▸ **Textauszug**
Bundesgesundheitsminister Karl Lauterbach (SPD) hat die Länder davor gewarnt, die geplante Legalisierung von Cannabis zu verzögern. Seine Sorge: Der Bundesrat, der sich am kommenden Freitag mit dem Gesetz beschäftigen will, könnte dieses in den Vermittlungsausschuss schicken. Aus Bayern und Sachsen (beide unionsgeführt) kommt unterdessen heftige Kritik – verbunden mit der Ankündigung, eben jenen Vermittlungsausschuss anzurufen. Wird das Gesetz nun später als gedacht in Kraft treten? Oder könnte es sogar ganz scheitern?
Lauterbach: "Die Unionsländer würden sich bedanken"

Datensätze zur Positionsannotation:
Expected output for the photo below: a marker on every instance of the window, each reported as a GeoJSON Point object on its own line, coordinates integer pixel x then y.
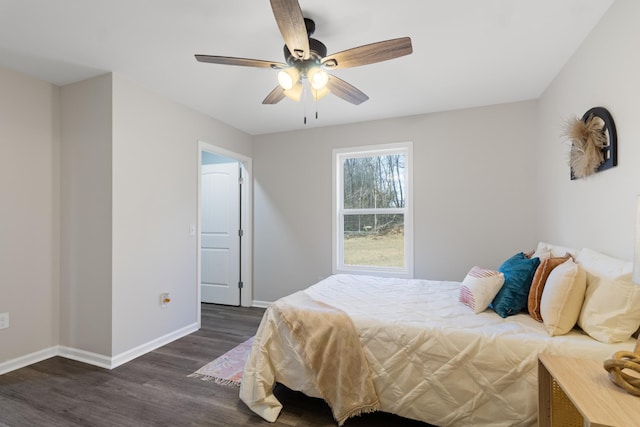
{"type": "Point", "coordinates": [372, 222]}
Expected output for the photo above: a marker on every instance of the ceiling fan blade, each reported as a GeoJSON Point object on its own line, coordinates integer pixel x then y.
{"type": "Point", "coordinates": [229, 60]}
{"type": "Point", "coordinates": [275, 96]}
{"type": "Point", "coordinates": [346, 91]}
{"type": "Point", "coordinates": [291, 24]}
{"type": "Point", "coordinates": [369, 54]}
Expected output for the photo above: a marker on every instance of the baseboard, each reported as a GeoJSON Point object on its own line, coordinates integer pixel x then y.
{"type": "Point", "coordinates": [29, 359]}
{"type": "Point", "coordinates": [152, 345]}
{"type": "Point", "coordinates": [83, 356]}
{"type": "Point", "coordinates": [261, 304]}
{"type": "Point", "coordinates": [95, 359]}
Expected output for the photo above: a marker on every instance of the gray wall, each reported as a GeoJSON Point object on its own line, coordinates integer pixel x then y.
{"type": "Point", "coordinates": [599, 211]}
{"type": "Point", "coordinates": [86, 207]}
{"type": "Point", "coordinates": [474, 190]}
{"type": "Point", "coordinates": [29, 214]}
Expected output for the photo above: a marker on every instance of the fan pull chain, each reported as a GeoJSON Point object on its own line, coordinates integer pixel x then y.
{"type": "Point", "coordinates": [304, 102]}
{"type": "Point", "coordinates": [316, 102]}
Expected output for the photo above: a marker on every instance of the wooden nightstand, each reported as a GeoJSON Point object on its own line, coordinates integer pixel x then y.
{"type": "Point", "coordinates": [578, 392]}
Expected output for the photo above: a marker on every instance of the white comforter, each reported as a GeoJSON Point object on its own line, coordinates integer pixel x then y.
{"type": "Point", "coordinates": [431, 358]}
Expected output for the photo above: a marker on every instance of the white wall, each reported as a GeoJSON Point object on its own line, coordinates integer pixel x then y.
{"type": "Point", "coordinates": [86, 215]}
{"type": "Point", "coordinates": [155, 176]}
{"type": "Point", "coordinates": [29, 214]}
{"type": "Point", "coordinates": [599, 211]}
{"type": "Point", "coordinates": [473, 197]}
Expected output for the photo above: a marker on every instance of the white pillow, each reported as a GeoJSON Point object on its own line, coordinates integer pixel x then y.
{"type": "Point", "coordinates": [479, 288]}
{"type": "Point", "coordinates": [562, 297]}
{"type": "Point", "coordinates": [611, 309]}
{"type": "Point", "coordinates": [547, 250]}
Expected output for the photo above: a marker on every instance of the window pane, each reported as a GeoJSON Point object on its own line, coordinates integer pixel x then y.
{"type": "Point", "coordinates": [374, 182]}
{"type": "Point", "coordinates": [374, 240]}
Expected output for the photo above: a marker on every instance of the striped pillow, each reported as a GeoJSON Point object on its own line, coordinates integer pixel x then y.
{"type": "Point", "coordinates": [539, 280]}
{"type": "Point", "coordinates": [479, 288]}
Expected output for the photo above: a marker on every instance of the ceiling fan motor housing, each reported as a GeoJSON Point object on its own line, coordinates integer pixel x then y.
{"type": "Point", "coordinates": [317, 50]}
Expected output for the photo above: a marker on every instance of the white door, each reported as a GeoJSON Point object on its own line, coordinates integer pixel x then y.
{"type": "Point", "coordinates": [220, 234]}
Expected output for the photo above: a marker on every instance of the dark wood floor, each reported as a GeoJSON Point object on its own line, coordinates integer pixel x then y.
{"type": "Point", "coordinates": [154, 390]}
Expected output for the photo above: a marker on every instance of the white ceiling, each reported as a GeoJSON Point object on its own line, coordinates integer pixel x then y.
{"type": "Point", "coordinates": [466, 53]}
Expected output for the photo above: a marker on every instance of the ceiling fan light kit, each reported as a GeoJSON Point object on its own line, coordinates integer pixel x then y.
{"type": "Point", "coordinates": [306, 59]}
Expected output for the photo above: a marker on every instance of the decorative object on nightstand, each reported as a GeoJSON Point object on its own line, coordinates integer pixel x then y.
{"type": "Point", "coordinates": [593, 143]}
{"type": "Point", "coordinates": [625, 360]}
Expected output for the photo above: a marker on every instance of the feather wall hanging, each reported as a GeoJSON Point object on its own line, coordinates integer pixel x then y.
{"type": "Point", "coordinates": [593, 143]}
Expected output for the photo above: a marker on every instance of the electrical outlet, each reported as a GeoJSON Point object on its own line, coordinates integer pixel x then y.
{"type": "Point", "coordinates": [4, 320]}
{"type": "Point", "coordinates": [165, 299]}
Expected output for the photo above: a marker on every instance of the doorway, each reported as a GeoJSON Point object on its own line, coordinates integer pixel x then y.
{"type": "Point", "coordinates": [224, 229]}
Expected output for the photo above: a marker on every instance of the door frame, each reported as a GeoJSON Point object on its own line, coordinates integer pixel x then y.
{"type": "Point", "coordinates": [246, 216]}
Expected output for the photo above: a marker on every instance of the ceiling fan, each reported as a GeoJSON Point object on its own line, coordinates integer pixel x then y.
{"type": "Point", "coordinates": [306, 58]}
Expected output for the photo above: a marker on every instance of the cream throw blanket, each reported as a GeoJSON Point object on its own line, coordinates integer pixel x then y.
{"type": "Point", "coordinates": [331, 349]}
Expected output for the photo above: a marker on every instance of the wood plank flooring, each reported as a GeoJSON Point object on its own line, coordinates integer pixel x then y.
{"type": "Point", "coordinates": [154, 390]}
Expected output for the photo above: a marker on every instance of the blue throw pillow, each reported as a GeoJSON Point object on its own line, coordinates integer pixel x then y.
{"type": "Point", "coordinates": [514, 295]}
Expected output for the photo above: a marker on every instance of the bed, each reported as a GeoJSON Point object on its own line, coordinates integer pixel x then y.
{"type": "Point", "coordinates": [427, 355]}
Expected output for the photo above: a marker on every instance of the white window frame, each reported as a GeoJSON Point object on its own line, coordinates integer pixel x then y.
{"type": "Point", "coordinates": [339, 154]}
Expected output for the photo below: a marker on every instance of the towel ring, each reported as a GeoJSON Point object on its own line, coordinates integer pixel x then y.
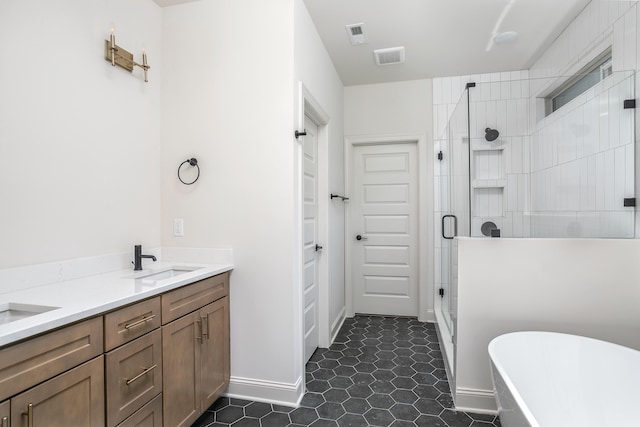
{"type": "Point", "coordinates": [193, 162]}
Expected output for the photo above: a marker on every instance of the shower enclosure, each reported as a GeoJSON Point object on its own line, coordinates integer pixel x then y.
{"type": "Point", "coordinates": [515, 165]}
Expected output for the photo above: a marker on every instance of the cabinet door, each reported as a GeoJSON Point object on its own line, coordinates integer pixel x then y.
{"type": "Point", "coordinates": [5, 414]}
{"type": "Point", "coordinates": [75, 398]}
{"type": "Point", "coordinates": [181, 347]}
{"type": "Point", "coordinates": [215, 350]}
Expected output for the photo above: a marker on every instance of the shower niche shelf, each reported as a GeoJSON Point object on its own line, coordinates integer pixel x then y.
{"type": "Point", "coordinates": [489, 183]}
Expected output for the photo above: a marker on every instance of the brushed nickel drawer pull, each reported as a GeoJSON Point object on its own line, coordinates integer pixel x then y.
{"type": "Point", "coordinates": [138, 322]}
{"type": "Point", "coordinates": [29, 415]}
{"type": "Point", "coordinates": [205, 321]}
{"type": "Point", "coordinates": [146, 371]}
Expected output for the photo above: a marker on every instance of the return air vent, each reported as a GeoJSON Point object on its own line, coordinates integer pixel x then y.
{"type": "Point", "coordinates": [356, 34]}
{"type": "Point", "coordinates": [394, 55]}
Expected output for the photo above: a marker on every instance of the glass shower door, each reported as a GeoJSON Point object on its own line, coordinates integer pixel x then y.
{"type": "Point", "coordinates": [454, 201]}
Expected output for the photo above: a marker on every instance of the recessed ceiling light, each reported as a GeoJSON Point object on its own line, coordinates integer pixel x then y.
{"type": "Point", "coordinates": [505, 37]}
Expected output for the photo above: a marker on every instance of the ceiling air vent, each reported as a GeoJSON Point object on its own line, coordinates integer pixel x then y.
{"type": "Point", "coordinates": [356, 34]}
{"type": "Point", "coordinates": [393, 55]}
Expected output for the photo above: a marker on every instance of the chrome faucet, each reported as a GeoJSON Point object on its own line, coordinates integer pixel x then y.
{"type": "Point", "coordinates": [137, 253]}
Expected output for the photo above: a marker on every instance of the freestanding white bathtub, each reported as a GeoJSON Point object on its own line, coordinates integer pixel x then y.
{"type": "Point", "coordinates": [546, 379]}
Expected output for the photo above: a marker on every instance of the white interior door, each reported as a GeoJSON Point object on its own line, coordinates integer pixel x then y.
{"type": "Point", "coordinates": [384, 214]}
{"type": "Point", "coordinates": [310, 195]}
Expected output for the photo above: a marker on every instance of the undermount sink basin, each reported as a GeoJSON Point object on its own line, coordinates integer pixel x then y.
{"type": "Point", "coordinates": [10, 311]}
{"type": "Point", "coordinates": [158, 275]}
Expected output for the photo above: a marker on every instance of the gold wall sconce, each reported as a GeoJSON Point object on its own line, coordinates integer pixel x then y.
{"type": "Point", "coordinates": [122, 58]}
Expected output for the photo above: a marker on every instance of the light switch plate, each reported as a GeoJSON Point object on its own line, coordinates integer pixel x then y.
{"type": "Point", "coordinates": [178, 227]}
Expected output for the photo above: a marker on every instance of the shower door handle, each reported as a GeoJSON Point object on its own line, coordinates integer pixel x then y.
{"type": "Point", "coordinates": [455, 226]}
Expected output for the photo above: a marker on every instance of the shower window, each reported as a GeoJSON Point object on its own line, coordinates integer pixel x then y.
{"type": "Point", "coordinates": [587, 78]}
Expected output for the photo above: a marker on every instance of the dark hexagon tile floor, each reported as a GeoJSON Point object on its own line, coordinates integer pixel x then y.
{"type": "Point", "coordinates": [380, 371]}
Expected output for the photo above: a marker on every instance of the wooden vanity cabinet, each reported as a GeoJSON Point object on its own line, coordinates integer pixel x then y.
{"type": "Point", "coordinates": [75, 398]}
{"type": "Point", "coordinates": [150, 415]}
{"type": "Point", "coordinates": [134, 363]}
{"type": "Point", "coordinates": [215, 364]}
{"type": "Point", "coordinates": [195, 350]}
{"type": "Point", "coordinates": [158, 362]}
{"type": "Point", "coordinates": [5, 414]}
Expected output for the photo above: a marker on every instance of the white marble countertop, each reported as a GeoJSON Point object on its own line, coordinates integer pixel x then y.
{"type": "Point", "coordinates": [89, 296]}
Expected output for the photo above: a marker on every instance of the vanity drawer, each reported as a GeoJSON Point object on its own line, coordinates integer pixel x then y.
{"type": "Point", "coordinates": [133, 376]}
{"type": "Point", "coordinates": [150, 415]}
{"type": "Point", "coordinates": [5, 414]}
{"type": "Point", "coordinates": [181, 301]}
{"type": "Point", "coordinates": [28, 363]}
{"type": "Point", "coordinates": [131, 322]}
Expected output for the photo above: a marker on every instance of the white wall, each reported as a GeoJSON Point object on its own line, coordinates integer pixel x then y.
{"type": "Point", "coordinates": [228, 99]}
{"type": "Point", "coordinates": [586, 287]}
{"type": "Point", "coordinates": [401, 108]}
{"type": "Point", "coordinates": [314, 69]}
{"type": "Point", "coordinates": [388, 108]}
{"type": "Point", "coordinates": [79, 139]}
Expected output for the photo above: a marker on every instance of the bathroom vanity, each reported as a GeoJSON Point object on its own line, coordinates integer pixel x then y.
{"type": "Point", "coordinates": [159, 359]}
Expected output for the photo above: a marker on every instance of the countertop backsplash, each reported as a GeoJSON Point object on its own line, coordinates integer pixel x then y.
{"type": "Point", "coordinates": [31, 276]}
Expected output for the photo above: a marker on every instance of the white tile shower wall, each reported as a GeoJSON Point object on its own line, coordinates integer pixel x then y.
{"type": "Point", "coordinates": [500, 101]}
{"type": "Point", "coordinates": [586, 147]}
{"type": "Point", "coordinates": [590, 146]}
{"type": "Point", "coordinates": [604, 158]}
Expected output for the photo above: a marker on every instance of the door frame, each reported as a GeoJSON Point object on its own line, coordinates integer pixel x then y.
{"type": "Point", "coordinates": [425, 217]}
{"type": "Point", "coordinates": [308, 106]}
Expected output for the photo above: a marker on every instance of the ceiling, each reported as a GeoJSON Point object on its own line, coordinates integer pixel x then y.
{"type": "Point", "coordinates": [441, 37]}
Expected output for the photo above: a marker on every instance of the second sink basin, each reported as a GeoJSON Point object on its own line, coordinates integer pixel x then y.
{"type": "Point", "coordinates": [11, 311]}
{"type": "Point", "coordinates": [167, 273]}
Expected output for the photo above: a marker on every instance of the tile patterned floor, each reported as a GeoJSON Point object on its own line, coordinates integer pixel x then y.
{"type": "Point", "coordinates": [380, 371]}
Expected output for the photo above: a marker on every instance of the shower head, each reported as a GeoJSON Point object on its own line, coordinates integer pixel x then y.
{"type": "Point", "coordinates": [491, 134]}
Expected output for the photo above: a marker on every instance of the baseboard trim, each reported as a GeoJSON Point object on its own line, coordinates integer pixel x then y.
{"type": "Point", "coordinates": [337, 325]}
{"type": "Point", "coordinates": [277, 393]}
{"type": "Point", "coordinates": [476, 400]}
{"type": "Point", "coordinates": [431, 317]}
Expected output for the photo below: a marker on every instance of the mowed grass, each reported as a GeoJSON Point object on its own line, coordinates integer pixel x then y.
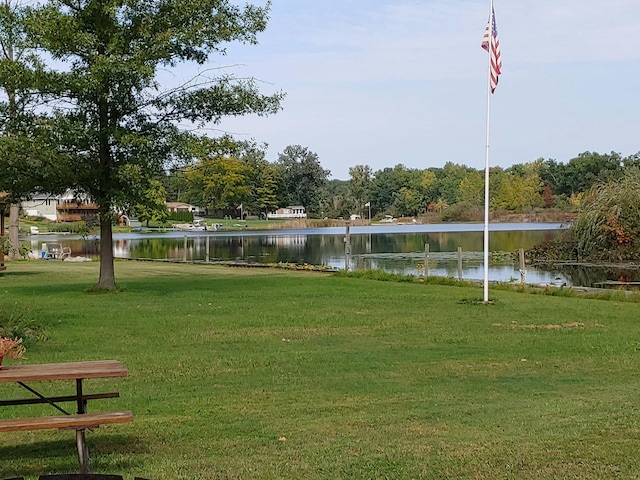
{"type": "Point", "coordinates": [269, 374]}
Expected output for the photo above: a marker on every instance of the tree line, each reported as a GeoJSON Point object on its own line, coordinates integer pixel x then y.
{"type": "Point", "coordinates": [222, 180]}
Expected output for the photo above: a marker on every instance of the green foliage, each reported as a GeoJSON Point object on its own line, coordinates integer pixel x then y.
{"type": "Point", "coordinates": [118, 129]}
{"type": "Point", "coordinates": [18, 323]}
{"type": "Point", "coordinates": [154, 207]}
{"type": "Point", "coordinates": [414, 381]}
{"type": "Point", "coordinates": [184, 217]}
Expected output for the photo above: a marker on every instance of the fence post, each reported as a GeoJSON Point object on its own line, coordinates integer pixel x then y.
{"type": "Point", "coordinates": [347, 248]}
{"type": "Point", "coordinates": [184, 256]}
{"type": "Point", "coordinates": [426, 259]}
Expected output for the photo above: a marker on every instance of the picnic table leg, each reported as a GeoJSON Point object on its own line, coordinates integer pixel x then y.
{"type": "Point", "coordinates": [83, 451]}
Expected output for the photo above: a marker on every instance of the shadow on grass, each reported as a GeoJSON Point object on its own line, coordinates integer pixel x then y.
{"type": "Point", "coordinates": [45, 457]}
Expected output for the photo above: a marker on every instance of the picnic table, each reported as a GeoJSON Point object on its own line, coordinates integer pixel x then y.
{"type": "Point", "coordinates": [80, 421]}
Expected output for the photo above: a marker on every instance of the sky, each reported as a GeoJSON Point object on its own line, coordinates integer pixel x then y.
{"type": "Point", "coordinates": [387, 82]}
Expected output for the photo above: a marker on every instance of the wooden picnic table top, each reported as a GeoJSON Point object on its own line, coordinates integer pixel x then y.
{"type": "Point", "coordinates": [62, 371]}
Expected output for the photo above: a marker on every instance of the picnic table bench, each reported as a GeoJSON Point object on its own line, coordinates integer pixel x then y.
{"type": "Point", "coordinates": [81, 421]}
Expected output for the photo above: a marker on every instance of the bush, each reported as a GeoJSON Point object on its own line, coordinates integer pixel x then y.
{"type": "Point", "coordinates": [463, 212]}
{"type": "Point", "coordinates": [17, 324]}
{"type": "Point", "coordinates": [181, 216]}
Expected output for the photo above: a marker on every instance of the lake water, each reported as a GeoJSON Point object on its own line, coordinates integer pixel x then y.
{"type": "Point", "coordinates": [393, 248]}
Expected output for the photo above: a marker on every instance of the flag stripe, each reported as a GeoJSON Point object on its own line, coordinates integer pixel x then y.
{"type": "Point", "coordinates": [491, 44]}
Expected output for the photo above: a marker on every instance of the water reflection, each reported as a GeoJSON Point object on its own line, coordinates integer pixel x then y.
{"type": "Point", "coordinates": [396, 249]}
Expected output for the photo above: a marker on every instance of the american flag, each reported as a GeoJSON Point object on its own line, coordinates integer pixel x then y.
{"type": "Point", "coordinates": [491, 44]}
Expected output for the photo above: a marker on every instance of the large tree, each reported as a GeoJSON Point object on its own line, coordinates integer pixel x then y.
{"type": "Point", "coordinates": [114, 122]}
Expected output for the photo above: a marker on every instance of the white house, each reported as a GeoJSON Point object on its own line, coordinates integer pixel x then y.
{"type": "Point", "coordinates": [288, 212]}
{"type": "Point", "coordinates": [42, 205]}
{"type": "Point", "coordinates": [184, 207]}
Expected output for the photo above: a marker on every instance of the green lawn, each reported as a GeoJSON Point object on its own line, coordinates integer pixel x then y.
{"type": "Point", "coordinates": [270, 374]}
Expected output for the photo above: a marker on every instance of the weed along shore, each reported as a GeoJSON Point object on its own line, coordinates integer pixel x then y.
{"type": "Point", "coordinates": [280, 374]}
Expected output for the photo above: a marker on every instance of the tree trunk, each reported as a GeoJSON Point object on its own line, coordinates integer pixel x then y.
{"type": "Point", "coordinates": [107, 278]}
{"type": "Point", "coordinates": [14, 231]}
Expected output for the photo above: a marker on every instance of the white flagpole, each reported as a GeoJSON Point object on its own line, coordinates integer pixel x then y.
{"type": "Point", "coordinates": [486, 166]}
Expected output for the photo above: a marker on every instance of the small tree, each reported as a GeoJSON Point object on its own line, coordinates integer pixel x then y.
{"type": "Point", "coordinates": [608, 223]}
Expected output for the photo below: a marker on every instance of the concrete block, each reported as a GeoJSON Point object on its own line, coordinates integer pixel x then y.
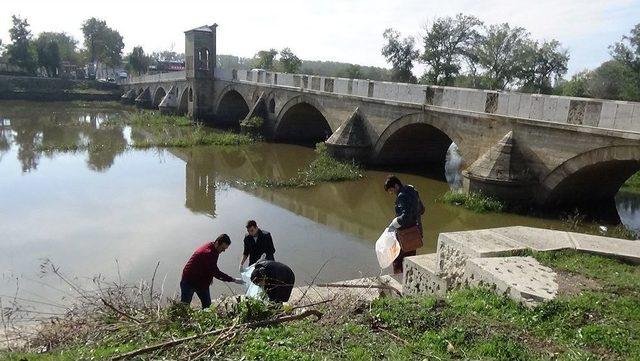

▸ **Aufgabe 1**
Tausche in den Datensätzen von der Zeile mit „white flagpole, each“ bis einschließlich der letzten Zeile der Datensätze „small tree“ gegen „young tree“ aus und gib diese Zeilen sonst unverändert wieder. Lass die Bilder in deiner Antwort weg.
▸ **Aufgabe 2**
Führe den Text über die geplante Cannabis-Legalisierung nach seiner letzten Zeile weiter.

▸ **Ergebnis 1**
Expected output for the photo above: a marker on every instance of the white flagpole, each reported as a GeoJSON Point object on its own line, coordinates integer pixel x then y.
{"type": "Point", "coordinates": [486, 166]}
Expected output for the photo above: a marker on every instance of the young tree, each reported as a GeoJSON Point object on its own line, coordinates integer pixel x then y.
{"type": "Point", "coordinates": [608, 223]}
Expected output for the photo below: a marker on every instance of the concrete block, each reported as a GeoJSON Point object on its own line, coordinates integer pixel x then y.

▸ **Ergebnis 2**
Lauterbach hatte auf der Plattform X das Vorhaben zunächst verteidigt. Er betonte, dass durch die Legalisierung jedes Jahr zehntausende Konsum-Delikte wegfallen und die Gerichte entlastet würden. Der Hintergrund: Bereits verhängte Haft- oder Geldstrafen wegen Cannabis-Delikten, die nach dem neuen Gesetz nicht mehr strafbar sind, sollen beim Inkrafttreten erlassen beziehungsweise eingetragene Verurteilungen aus dem Bundeszentralregister gelöscht werden. Erwartet wird, dass Tausende komplexe Fälle einzeln überprüft werden müssen. Das fürchten die Länder.
Wie gefährdet das Vorhaben inzwischen ist, lässt ein später abgesetzter Post Lauterbachs erahnen. In diesem warnte er davor, dass das Gesetz "am nächsten Freitag stirbt", sollte der Vermittlungsausschuss angerufen werden.
Letzteres ist denkbar. Zwar hat das Gesetz bereits den Bundestag passiert und ist nicht zustimmungsbedürftig. Sollte der Bundesrat bei seiner Sitzung jedoch den Vermittlungsausschuss von Bundestag und Bundesrat anrufen – was sogar drei Ausschüsse der Länderkammer empfehlen – ist der Zeitplan akut gefährdet, womöglich nicht mehr zu halten.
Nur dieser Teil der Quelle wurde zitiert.